• [Exercise]: Count the lines of the entries below that contain the string "pinstripe", treating uppercase and lowercase letters as distinct, and report only that number.

Excerpts from point annotation data
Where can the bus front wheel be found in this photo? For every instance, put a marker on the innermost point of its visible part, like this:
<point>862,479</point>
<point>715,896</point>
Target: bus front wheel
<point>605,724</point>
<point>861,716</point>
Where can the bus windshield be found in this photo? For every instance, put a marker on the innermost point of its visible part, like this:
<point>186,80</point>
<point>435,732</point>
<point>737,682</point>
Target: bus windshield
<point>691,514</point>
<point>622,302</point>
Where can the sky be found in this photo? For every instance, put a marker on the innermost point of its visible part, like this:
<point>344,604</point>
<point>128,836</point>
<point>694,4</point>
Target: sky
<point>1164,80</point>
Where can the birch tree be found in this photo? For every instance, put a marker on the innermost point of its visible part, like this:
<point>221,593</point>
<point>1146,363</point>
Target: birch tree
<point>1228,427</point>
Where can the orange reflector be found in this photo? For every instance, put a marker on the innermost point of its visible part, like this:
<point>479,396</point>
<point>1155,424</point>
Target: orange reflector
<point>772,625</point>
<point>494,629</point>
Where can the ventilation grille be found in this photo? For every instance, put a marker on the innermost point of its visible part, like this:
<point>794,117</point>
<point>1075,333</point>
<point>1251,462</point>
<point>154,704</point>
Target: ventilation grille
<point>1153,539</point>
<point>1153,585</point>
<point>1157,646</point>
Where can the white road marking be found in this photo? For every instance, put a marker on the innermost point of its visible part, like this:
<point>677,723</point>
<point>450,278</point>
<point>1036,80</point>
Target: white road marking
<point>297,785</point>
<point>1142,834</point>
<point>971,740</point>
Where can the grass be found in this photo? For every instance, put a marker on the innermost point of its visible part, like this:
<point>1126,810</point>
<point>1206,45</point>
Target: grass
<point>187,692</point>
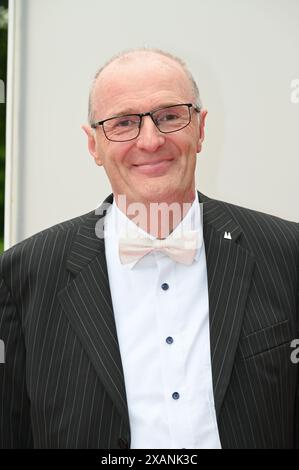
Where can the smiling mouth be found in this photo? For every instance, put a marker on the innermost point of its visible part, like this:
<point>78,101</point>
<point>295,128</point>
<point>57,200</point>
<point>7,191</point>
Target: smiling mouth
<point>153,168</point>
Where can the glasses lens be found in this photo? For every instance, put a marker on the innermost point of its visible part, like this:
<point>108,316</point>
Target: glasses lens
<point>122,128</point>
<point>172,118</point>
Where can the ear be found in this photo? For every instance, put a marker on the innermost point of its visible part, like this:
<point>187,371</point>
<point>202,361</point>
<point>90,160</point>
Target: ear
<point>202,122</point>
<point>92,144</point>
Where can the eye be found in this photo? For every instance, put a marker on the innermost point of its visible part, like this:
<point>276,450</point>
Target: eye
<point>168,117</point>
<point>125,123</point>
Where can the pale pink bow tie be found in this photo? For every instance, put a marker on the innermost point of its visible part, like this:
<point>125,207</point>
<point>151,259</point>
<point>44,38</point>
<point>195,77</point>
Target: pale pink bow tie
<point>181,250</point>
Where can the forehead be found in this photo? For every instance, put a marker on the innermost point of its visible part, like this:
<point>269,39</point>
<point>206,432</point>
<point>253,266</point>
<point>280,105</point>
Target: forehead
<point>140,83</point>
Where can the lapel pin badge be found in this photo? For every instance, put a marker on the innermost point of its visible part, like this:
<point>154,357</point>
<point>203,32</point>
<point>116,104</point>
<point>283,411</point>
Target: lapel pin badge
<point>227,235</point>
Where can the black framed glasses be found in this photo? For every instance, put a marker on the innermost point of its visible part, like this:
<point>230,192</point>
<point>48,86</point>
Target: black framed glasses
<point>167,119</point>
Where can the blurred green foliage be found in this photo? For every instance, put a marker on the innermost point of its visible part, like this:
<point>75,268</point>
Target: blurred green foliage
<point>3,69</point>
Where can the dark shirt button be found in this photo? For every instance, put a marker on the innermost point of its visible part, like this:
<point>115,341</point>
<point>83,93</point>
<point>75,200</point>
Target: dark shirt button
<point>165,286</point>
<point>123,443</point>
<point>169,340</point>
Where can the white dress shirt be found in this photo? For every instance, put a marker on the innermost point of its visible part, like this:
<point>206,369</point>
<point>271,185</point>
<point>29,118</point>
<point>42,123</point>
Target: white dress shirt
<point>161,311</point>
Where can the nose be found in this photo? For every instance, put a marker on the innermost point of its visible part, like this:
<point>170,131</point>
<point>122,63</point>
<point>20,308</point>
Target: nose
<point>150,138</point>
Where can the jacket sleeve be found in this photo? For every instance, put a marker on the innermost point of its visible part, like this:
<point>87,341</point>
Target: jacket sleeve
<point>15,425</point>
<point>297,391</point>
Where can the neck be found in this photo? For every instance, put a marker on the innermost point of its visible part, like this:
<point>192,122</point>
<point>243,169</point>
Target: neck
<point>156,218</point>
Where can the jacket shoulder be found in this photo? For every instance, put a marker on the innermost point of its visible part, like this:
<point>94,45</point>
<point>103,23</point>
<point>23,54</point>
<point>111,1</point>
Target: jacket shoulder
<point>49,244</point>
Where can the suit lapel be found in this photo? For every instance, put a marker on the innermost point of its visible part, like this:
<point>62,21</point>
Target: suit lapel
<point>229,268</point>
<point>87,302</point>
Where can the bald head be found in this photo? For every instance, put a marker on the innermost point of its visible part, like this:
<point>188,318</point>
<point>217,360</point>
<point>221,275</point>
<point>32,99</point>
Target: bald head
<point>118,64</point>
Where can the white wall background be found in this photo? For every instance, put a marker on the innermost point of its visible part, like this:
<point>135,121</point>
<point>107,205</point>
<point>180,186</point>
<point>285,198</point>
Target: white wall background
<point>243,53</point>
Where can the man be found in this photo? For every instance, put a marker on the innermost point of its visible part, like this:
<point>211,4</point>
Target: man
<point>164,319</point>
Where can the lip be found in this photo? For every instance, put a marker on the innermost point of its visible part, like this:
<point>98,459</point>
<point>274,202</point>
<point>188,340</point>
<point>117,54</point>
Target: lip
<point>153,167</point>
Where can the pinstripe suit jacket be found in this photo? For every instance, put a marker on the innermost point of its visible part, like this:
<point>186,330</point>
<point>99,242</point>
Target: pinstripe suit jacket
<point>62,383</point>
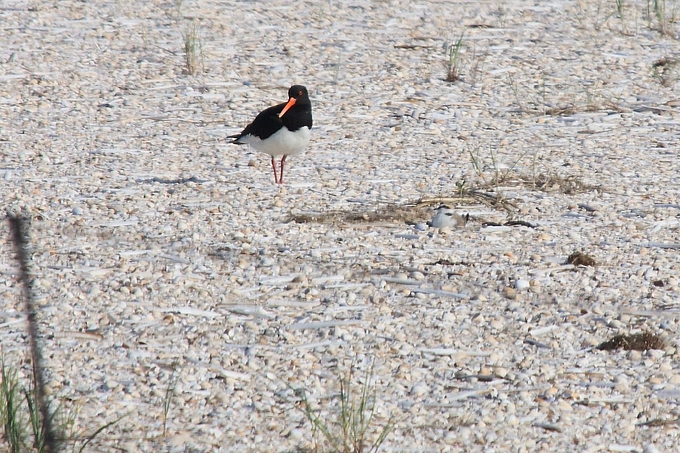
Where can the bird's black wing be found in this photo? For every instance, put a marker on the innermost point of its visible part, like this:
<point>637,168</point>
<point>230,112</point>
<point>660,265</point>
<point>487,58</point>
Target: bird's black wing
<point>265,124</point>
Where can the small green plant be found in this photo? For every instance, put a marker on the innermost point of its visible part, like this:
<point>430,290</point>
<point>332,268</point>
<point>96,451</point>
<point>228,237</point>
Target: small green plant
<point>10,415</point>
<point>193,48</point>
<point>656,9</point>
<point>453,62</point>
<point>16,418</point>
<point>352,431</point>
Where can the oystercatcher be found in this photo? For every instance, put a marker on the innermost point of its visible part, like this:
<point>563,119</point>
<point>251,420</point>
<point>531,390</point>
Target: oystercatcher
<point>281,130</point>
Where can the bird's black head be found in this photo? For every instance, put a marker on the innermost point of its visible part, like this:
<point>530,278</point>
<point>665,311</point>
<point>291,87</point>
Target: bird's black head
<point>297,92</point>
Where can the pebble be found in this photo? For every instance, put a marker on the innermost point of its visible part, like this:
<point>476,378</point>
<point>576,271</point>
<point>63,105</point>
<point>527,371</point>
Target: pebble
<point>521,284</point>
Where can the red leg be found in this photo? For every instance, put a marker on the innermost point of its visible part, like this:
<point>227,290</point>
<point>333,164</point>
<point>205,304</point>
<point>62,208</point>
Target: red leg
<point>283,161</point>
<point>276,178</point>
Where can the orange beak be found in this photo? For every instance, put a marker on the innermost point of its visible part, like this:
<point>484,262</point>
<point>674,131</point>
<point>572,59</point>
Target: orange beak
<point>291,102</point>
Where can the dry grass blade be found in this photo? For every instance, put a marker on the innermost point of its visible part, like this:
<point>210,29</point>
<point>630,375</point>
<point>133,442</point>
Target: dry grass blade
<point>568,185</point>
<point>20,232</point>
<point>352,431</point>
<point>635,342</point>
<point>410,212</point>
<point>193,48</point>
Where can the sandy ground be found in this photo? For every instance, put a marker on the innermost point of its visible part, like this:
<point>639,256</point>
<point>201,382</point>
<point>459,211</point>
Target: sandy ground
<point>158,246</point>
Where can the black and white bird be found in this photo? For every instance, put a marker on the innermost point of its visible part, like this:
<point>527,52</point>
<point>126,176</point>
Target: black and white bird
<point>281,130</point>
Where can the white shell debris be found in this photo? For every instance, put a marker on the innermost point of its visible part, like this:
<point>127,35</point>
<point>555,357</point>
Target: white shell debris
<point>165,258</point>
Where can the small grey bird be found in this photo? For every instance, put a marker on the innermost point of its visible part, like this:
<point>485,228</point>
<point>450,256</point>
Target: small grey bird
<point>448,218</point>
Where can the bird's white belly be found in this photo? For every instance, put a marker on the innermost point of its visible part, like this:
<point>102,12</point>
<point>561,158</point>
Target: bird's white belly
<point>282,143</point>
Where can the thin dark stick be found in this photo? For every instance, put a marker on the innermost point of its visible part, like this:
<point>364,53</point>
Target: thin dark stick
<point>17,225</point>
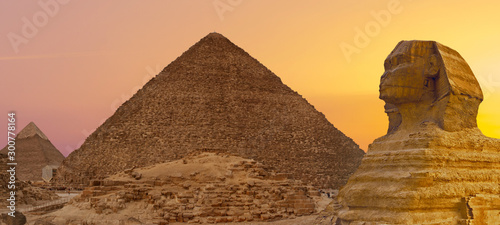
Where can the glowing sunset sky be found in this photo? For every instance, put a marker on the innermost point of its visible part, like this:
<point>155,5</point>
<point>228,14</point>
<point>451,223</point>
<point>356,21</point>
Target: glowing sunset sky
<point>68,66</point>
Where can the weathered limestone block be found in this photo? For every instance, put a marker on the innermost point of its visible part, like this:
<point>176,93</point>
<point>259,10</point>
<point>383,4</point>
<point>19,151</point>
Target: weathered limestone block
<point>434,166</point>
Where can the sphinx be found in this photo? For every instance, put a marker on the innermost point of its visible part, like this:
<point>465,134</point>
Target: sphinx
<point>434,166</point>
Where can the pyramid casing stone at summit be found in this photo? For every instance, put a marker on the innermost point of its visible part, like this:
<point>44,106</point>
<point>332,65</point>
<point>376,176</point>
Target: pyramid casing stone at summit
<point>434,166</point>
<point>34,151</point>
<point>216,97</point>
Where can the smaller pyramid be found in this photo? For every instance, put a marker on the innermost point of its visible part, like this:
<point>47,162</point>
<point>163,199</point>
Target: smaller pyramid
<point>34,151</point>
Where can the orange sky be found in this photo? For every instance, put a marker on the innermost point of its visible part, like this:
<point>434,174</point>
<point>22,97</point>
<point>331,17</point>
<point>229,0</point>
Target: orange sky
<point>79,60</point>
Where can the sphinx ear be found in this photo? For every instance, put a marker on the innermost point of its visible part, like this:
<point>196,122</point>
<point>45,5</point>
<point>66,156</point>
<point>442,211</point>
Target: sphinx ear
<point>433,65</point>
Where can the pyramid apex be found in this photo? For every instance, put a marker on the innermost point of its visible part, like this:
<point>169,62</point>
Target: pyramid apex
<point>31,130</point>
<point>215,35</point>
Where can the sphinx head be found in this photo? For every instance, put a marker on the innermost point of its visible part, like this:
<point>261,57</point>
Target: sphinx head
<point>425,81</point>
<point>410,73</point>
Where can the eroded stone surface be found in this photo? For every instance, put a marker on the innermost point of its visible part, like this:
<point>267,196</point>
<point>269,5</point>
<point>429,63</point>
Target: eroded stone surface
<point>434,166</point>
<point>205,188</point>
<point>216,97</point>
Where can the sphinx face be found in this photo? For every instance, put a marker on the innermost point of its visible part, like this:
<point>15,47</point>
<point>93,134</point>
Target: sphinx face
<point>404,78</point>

--

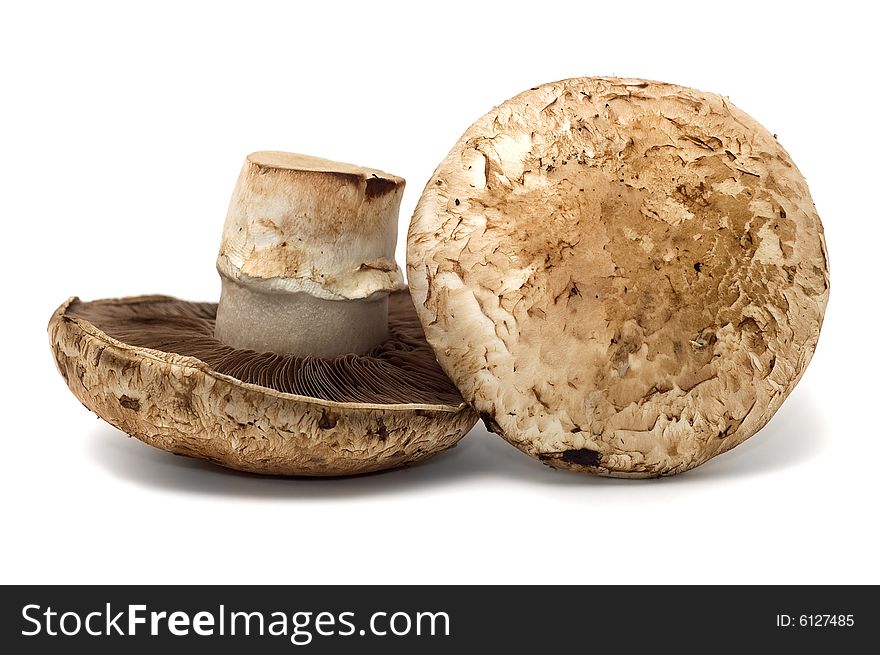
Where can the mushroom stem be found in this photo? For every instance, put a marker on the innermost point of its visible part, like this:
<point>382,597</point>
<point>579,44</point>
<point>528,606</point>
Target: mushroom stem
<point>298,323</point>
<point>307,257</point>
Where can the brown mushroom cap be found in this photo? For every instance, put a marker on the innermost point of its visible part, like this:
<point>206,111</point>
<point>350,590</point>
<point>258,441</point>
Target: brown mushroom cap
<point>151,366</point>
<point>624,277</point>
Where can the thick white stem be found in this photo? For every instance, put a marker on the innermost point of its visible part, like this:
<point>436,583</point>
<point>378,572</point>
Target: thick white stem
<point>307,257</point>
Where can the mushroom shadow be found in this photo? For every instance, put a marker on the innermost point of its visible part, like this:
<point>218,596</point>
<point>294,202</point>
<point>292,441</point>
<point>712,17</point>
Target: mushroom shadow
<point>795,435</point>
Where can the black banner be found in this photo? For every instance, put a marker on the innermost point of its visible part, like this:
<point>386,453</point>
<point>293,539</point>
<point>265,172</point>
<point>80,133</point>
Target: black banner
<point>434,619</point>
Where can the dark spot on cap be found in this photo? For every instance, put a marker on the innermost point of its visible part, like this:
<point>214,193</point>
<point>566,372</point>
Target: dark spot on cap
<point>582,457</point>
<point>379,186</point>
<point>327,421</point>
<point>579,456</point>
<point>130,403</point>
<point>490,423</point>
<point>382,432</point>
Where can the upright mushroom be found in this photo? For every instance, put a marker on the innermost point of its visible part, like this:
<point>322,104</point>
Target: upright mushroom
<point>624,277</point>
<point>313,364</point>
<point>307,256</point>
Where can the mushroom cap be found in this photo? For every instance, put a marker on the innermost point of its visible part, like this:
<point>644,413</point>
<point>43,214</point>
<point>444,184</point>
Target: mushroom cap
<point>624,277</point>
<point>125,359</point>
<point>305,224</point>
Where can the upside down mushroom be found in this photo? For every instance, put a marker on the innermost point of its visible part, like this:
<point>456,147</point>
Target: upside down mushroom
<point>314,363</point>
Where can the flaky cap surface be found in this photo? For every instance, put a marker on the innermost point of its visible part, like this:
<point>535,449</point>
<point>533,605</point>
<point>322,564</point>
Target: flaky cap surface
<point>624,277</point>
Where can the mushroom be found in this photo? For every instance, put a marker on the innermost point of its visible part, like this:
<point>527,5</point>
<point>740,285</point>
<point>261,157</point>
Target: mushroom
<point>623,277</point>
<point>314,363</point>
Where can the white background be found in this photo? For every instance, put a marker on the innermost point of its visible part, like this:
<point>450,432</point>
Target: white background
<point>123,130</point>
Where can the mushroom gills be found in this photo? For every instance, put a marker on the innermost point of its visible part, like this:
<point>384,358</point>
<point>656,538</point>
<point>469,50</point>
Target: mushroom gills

• [Exercise output]: 2